==== EXERCISE INPUT
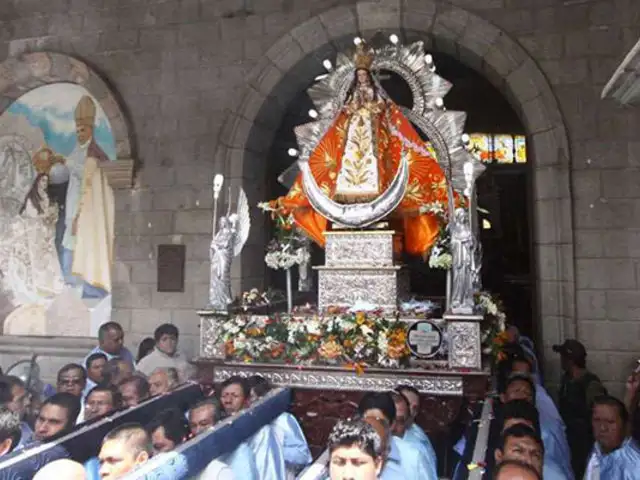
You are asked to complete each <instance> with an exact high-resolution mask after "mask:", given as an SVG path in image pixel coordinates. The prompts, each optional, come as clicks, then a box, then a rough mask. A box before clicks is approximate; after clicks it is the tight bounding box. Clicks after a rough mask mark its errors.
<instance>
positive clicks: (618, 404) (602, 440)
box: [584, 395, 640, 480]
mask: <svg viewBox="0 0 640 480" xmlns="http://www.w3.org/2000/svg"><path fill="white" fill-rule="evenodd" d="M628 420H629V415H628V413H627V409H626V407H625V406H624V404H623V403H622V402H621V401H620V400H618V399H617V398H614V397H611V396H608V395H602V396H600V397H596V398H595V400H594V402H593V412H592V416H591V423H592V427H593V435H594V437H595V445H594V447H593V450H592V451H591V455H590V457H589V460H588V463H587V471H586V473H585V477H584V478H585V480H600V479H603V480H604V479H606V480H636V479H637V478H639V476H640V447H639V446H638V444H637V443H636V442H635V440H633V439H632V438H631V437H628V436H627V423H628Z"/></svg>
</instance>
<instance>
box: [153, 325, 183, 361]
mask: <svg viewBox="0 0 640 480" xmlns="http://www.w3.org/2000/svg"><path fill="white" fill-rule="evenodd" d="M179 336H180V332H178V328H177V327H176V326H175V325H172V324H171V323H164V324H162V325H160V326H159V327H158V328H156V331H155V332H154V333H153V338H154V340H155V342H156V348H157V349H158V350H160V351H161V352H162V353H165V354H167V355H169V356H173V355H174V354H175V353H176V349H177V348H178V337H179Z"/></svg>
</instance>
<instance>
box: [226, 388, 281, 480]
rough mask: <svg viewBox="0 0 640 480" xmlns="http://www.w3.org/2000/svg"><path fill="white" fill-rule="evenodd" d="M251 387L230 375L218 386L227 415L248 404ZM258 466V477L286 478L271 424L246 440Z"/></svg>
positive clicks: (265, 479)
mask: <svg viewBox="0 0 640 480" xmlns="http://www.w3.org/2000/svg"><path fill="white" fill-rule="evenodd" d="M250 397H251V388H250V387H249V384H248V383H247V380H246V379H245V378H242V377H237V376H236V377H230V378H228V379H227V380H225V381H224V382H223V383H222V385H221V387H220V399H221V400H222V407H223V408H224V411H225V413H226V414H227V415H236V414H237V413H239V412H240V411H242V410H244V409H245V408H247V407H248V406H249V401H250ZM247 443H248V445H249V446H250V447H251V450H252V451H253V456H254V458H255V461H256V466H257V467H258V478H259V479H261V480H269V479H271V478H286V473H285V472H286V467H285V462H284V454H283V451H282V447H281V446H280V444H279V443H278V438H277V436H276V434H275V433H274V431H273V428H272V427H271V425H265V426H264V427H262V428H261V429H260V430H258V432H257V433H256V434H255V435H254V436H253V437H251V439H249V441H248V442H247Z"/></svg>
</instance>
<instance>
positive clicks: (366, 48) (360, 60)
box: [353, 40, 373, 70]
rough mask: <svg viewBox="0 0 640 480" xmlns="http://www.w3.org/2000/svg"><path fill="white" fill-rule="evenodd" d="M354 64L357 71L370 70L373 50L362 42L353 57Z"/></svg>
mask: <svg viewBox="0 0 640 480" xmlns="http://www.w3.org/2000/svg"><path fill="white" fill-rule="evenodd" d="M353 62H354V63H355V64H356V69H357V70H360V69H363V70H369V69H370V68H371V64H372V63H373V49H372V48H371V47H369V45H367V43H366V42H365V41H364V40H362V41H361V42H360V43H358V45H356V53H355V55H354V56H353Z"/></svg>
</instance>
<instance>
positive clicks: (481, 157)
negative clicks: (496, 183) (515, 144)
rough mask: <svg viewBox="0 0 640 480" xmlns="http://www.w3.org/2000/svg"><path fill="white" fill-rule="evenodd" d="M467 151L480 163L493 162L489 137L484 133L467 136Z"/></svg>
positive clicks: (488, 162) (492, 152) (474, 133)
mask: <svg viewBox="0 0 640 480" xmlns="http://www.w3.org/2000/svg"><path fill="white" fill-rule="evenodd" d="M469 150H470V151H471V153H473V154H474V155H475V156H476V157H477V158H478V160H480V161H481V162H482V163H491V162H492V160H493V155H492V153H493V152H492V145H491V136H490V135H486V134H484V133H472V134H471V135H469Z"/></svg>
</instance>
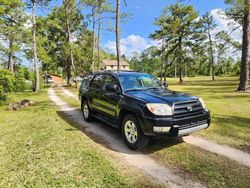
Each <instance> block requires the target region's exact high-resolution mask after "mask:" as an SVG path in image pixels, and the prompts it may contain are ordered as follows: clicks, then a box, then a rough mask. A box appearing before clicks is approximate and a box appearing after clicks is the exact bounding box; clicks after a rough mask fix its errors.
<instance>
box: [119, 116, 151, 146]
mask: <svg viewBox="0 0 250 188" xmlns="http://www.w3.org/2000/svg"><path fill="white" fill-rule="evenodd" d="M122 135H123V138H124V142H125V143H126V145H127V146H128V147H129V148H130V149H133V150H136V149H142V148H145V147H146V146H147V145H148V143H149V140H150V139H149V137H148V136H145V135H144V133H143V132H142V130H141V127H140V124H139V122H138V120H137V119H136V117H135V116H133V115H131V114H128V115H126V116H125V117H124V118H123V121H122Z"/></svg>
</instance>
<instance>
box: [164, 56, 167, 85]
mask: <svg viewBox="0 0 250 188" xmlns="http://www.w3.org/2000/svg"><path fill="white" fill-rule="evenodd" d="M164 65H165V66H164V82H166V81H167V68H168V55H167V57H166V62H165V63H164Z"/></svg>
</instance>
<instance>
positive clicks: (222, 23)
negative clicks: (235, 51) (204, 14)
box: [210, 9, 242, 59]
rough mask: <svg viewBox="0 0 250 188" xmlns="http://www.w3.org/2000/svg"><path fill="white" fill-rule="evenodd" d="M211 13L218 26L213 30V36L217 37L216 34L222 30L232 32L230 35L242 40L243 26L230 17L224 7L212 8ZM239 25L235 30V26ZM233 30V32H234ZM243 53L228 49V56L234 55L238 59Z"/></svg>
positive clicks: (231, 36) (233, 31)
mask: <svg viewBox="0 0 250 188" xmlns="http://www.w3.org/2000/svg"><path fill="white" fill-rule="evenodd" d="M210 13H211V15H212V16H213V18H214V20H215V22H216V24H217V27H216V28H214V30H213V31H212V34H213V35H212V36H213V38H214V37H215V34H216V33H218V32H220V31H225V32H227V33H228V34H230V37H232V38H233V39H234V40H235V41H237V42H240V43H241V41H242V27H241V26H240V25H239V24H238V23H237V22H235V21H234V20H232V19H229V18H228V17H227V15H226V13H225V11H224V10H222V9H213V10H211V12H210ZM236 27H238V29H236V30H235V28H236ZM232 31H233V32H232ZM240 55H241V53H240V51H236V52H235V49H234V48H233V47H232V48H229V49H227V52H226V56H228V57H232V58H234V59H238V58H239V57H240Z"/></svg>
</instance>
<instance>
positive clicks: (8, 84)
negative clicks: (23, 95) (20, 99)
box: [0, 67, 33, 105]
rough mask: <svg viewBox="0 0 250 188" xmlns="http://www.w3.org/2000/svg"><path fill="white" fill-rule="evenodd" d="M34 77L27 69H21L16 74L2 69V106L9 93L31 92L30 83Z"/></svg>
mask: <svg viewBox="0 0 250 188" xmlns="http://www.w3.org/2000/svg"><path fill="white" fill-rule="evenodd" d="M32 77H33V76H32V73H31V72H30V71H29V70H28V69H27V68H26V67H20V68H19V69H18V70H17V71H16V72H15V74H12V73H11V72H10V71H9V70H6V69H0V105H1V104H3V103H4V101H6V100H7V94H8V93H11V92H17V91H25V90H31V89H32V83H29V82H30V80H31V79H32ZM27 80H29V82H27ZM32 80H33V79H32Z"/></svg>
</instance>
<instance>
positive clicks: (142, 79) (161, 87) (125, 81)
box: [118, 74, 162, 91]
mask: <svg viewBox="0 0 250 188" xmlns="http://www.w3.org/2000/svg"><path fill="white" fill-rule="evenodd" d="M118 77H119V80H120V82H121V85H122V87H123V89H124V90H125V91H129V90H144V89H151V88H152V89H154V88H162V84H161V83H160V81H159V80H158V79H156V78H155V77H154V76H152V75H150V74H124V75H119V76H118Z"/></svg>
========
==== EXERCISE INPUT
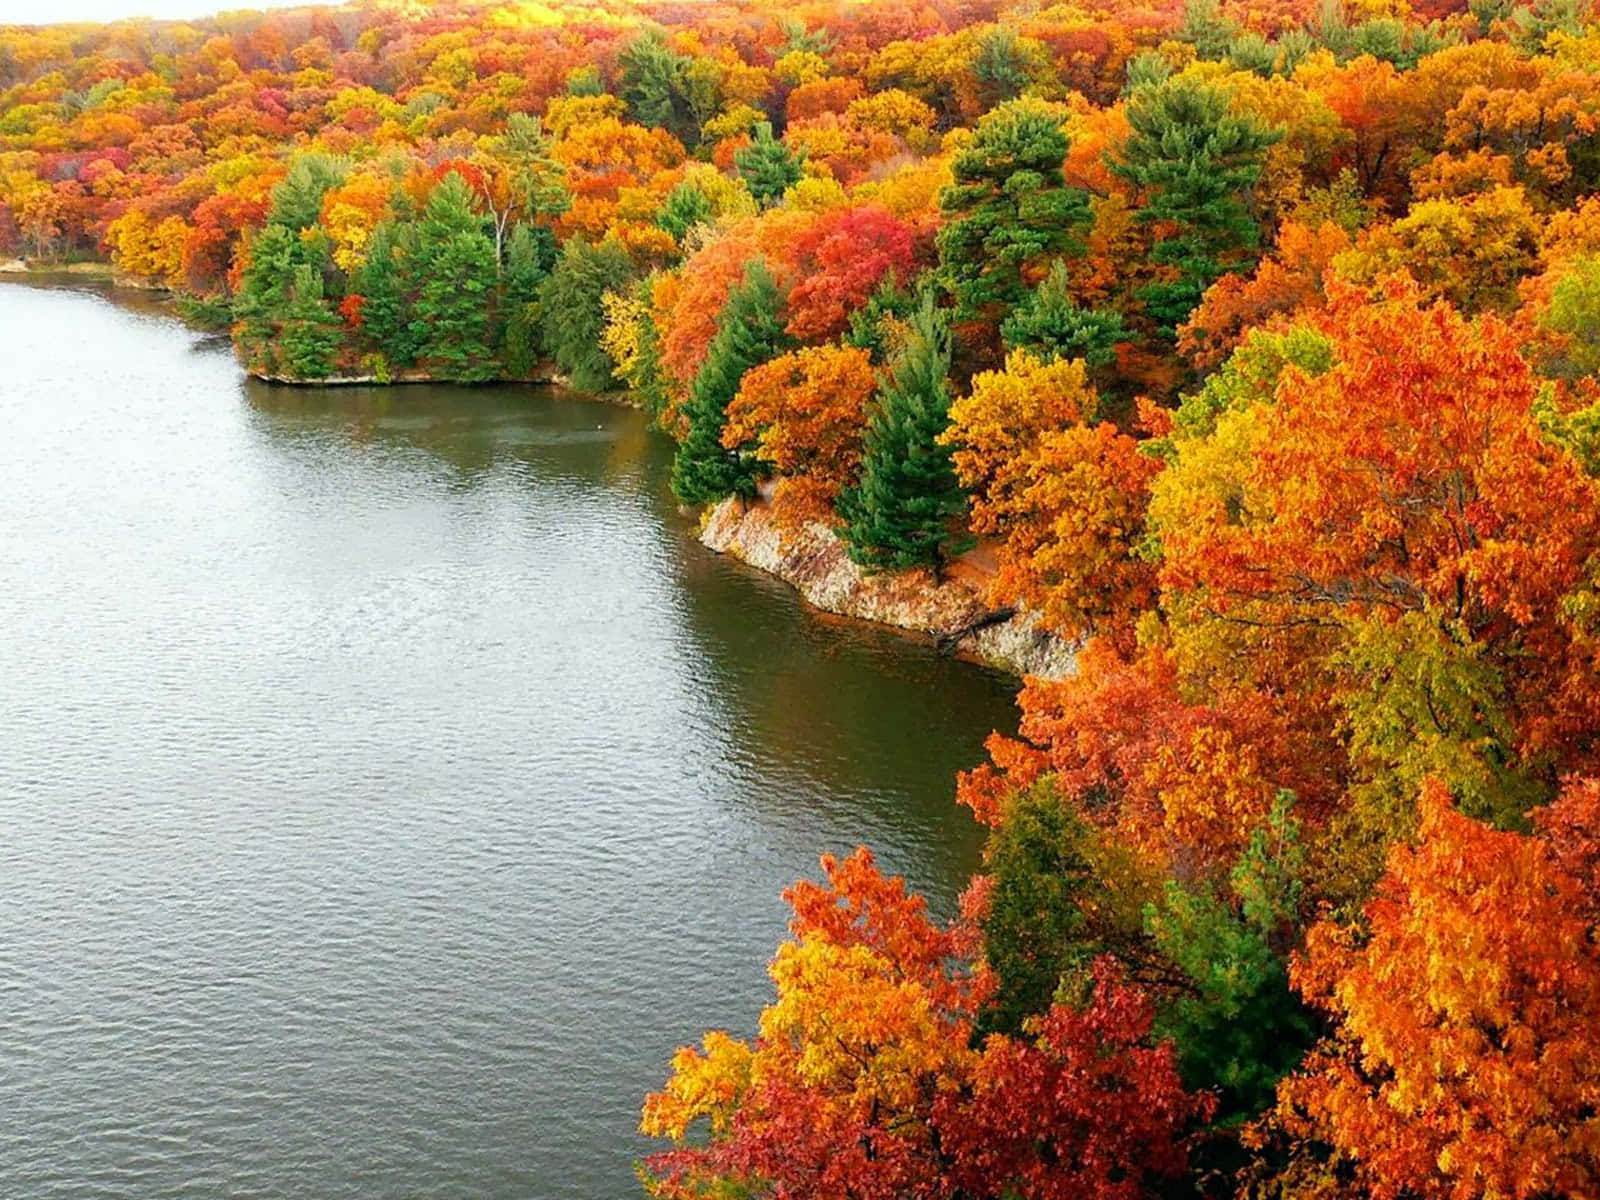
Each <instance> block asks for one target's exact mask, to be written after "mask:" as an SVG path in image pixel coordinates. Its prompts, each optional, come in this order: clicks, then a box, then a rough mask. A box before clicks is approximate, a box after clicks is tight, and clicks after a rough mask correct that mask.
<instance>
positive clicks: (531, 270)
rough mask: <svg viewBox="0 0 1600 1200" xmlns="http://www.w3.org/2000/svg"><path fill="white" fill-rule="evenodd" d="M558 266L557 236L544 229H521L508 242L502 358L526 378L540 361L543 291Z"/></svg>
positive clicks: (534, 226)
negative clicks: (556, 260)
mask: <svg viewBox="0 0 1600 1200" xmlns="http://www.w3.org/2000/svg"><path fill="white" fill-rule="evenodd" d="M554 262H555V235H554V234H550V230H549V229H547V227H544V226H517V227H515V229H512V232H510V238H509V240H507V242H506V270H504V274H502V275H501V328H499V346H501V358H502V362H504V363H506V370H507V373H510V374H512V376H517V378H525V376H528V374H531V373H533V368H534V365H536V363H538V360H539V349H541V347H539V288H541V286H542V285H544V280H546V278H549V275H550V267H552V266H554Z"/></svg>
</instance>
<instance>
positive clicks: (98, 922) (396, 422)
========
==== EXERCISE INPUT
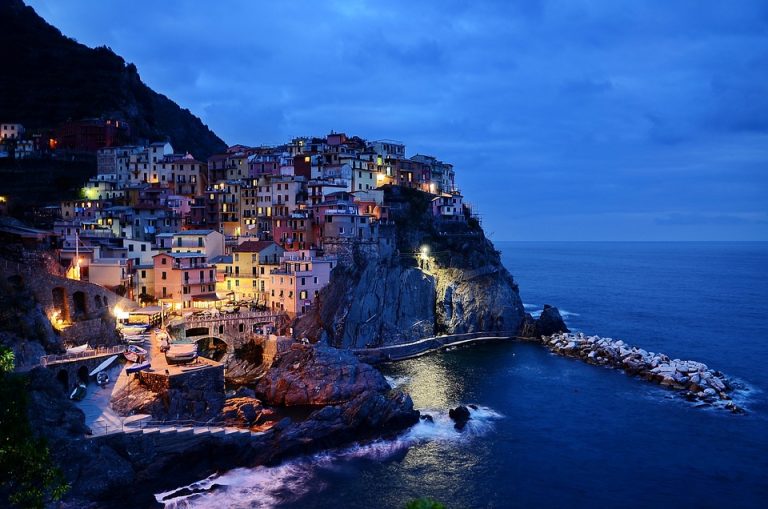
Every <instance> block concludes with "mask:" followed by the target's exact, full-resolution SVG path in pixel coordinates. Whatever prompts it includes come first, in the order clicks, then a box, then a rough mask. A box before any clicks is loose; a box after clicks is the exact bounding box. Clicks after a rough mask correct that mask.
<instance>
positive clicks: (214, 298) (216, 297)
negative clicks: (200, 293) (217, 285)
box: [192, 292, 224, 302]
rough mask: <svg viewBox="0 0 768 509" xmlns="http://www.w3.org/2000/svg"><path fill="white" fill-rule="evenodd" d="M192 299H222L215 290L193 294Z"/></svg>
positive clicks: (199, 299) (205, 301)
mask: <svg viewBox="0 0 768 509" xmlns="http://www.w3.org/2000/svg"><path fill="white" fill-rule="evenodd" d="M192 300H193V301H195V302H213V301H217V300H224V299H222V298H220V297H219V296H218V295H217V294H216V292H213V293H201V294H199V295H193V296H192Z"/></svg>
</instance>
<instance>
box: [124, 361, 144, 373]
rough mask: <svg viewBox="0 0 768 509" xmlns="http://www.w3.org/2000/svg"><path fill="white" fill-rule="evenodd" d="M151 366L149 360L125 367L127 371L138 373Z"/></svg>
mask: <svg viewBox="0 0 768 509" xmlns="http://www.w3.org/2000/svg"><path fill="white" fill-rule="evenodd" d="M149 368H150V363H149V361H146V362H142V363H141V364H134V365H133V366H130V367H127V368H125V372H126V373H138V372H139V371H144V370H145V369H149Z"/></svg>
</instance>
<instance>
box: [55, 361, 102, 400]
========
- [GOAL OF THE EXERCISE]:
Gather every line above that contains the word "negative", and copy each of those lines in full.

- [ANSWER BOX]:
negative clicks: (496, 183) (515, 144)
negative clicks: (235, 51) (204, 14)
negative clicks: (23, 95) (20, 99)
negative clicks: (556, 260)
negative clicks: (200, 293) (217, 285)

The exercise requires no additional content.